■ **YOUR TASK**: Copy out the whole mailing-list thread about the sbt plugin for deploying Spark jobs to EC2, word for word.

■ **DOCUMENT EXCERPT**:
-- START --
You are viewing a plain text version of this content. The canonical link for it is here.

Posted to user@spark.apache.org by Felix Garcia Borrego <fb...@gilt.com> on 2014/09/05 12:37:59 UTC

New sbt plugin to deploy jobs to EC2

As far as I know in other to deploy and execute jobs in EC2 you need to
assembly you project, copy your jar into the cluster, log into using ssh
and submit the job.

To avoid having to do this I've been prototyping an sbt plugin(1) that
allows to create and send Spark jobs to an Amazon EC2 cluster directly from
your local machine using sbt.

It's a simple plugin that actually rely on spark-ec2 and spark-submit, but
 I'd like to have feedback and see if this plugin makes any sense before
going ahead with the final impl or if there is any other easy way to do so.

(1) https://github.com/felixgborrego/sbt-spark-ec2-plugin

Thanks,

Re: New sbt plugin to deploy jobs to EC2

Posted by Felix Garcia Borrego <fb...@gilt.com>.

Hi Shafaq,

Sorry for the delay, I've created an example project to show how to declare
the dependencies to the plugin.
https://github.com/felixgborrego/sbt-spark-ec2-plugin/tree/master/example-spark-ec2.
You are right there was an issue with the resolver for the ssh lib. I've
also updated the plugin to work with Spark 1.1.0.
-- END --
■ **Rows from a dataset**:
-- START --
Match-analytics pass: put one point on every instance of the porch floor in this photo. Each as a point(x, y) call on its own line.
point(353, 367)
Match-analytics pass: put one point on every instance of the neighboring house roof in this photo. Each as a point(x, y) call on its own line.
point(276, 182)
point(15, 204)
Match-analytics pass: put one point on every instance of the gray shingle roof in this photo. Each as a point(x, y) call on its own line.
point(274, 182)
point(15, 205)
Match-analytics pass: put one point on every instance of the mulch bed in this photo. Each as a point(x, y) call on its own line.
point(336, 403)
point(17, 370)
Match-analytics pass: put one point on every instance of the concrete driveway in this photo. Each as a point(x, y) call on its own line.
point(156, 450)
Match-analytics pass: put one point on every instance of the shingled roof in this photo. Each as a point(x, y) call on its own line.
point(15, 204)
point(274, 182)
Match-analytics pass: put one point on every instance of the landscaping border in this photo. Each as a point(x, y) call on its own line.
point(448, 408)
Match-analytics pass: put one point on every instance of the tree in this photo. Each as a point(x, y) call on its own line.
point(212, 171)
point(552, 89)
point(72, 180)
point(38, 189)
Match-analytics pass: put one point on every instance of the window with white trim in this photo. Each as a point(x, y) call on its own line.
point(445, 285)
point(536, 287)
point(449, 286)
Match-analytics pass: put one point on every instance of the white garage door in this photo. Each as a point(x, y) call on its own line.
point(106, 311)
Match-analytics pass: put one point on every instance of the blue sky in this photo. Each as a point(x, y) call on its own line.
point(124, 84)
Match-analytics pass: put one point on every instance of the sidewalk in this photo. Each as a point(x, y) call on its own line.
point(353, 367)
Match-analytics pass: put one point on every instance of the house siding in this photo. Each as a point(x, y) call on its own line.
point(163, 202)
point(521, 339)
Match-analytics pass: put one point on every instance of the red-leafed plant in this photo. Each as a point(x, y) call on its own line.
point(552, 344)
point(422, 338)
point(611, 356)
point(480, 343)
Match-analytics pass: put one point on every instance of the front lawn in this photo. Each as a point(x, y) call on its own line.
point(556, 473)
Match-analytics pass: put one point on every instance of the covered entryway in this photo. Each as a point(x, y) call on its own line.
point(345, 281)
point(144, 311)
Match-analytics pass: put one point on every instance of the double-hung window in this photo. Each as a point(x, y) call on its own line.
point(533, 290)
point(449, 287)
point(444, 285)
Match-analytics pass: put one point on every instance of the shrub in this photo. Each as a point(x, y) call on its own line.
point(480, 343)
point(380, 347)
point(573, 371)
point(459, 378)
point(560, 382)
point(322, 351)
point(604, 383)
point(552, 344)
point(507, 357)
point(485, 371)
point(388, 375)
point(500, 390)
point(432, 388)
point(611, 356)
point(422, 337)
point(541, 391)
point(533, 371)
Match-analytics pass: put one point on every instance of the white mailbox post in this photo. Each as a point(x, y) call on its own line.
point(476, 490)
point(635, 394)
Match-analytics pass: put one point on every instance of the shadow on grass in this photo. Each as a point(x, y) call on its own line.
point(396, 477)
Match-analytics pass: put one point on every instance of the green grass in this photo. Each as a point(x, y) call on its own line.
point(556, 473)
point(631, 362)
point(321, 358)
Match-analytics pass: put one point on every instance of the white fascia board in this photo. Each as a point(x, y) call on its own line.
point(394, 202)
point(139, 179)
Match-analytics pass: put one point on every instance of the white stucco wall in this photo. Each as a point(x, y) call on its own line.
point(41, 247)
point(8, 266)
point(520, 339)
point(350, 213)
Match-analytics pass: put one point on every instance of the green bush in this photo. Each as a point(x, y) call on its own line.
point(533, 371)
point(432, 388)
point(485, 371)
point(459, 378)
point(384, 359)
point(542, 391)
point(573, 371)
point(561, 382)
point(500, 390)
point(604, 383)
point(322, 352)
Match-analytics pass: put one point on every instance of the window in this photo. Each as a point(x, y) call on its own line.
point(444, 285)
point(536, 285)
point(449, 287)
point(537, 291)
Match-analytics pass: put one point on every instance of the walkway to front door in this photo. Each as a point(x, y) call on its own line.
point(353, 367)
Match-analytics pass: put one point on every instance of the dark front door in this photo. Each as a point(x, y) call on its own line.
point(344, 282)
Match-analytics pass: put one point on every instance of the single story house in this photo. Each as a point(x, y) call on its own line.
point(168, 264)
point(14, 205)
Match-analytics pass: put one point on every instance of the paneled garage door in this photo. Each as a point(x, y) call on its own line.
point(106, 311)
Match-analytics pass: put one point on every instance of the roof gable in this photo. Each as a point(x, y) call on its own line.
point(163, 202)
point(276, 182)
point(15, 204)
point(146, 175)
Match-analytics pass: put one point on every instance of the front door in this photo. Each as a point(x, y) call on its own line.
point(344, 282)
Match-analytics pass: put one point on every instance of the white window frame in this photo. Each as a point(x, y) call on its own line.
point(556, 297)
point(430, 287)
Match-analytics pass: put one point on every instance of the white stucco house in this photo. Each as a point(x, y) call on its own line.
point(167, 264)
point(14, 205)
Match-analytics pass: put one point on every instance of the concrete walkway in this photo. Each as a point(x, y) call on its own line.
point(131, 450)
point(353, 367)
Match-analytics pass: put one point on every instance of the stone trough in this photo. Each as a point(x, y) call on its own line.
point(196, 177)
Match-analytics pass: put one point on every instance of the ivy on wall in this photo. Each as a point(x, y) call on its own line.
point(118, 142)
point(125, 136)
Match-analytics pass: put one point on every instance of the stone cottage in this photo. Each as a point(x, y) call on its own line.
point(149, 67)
-- END --
-- START --
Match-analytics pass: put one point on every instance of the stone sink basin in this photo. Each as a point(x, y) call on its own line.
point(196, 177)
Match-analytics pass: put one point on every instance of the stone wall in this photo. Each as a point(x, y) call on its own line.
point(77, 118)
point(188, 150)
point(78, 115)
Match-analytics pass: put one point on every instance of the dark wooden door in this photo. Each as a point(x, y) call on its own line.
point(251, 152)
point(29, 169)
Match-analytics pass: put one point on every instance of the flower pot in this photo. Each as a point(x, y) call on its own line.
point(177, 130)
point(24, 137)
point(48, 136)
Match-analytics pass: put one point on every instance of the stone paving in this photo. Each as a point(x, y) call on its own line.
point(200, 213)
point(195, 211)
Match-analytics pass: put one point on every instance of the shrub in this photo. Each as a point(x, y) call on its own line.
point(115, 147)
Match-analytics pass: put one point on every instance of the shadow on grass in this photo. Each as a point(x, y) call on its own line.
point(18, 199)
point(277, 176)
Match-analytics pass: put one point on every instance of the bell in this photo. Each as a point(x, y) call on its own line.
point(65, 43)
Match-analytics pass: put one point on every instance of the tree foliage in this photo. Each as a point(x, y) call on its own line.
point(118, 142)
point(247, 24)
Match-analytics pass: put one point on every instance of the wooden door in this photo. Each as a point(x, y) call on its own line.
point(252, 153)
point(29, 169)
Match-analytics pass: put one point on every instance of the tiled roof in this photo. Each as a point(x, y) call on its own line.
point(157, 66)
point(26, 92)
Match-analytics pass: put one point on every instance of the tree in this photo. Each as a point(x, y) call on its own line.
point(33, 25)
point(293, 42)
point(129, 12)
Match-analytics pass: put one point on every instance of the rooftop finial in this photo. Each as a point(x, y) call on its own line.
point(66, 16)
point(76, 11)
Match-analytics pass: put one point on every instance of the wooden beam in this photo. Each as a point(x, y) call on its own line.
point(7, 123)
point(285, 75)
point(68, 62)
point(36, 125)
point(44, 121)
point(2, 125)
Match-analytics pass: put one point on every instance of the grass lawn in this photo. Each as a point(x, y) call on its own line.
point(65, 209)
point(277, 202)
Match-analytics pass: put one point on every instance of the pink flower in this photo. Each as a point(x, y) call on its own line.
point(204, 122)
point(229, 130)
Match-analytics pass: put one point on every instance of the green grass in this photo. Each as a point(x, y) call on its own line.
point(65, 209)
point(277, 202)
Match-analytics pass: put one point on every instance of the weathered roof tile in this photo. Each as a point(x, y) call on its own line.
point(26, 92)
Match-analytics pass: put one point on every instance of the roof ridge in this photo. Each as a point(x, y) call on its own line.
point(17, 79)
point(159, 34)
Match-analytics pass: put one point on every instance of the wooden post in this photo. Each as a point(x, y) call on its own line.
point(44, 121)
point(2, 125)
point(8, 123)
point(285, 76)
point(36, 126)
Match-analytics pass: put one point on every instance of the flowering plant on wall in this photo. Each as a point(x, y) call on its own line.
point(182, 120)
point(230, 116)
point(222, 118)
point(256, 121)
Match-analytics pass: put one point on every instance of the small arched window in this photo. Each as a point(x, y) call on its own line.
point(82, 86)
-- END --
■ **RESULT OF THIS TASK**:
You are viewing a plain text version of this content. The canonical link for it is here.

Posted to user@spark.apache.org by Felix Garcia Borrego <fb...@gilt.com> on 2014/09/05 12:37:59 UTC

New sbt plugin to deploy jobs to EC2

As far as I know in other to deploy and execute jobs in EC2 you need to
assembly you project, copy your jar into the cluster, log into using ssh
and submit the job.

To avoid having to do this I've been prototyping an sbt plugin(1) that
allows to create and send Spark jobs to an Amazon EC2 cluster directly from
your local machine using sbt.

It's a simple plugin that actually rely on spark-ec2 and spark-submit, but
 I'd like to have feedback and see if this plugin makes any sense before
going ahead with the final impl or if there is any other easy way to do so.

(1) https://github.com/felixgborrego/sbt-spark-ec2-plugin

Thanks,

Re: New sbt plugin to deploy jobs to EC2

Posted by Felix Garcia Borrego <fb...@gilt.com>.

Hi Shafaq,

Sorry for the delay, I've created an example project to show how to declare
the dependencies to the plugin.
https://github.com/felixgborrego/sbt-spark-ec2-plugin/tree/master/example-spark-ec2.
You are right there was an issue with the resolver for the ssh lib. I've
also updated the plugin to work with Spark 1.1.0.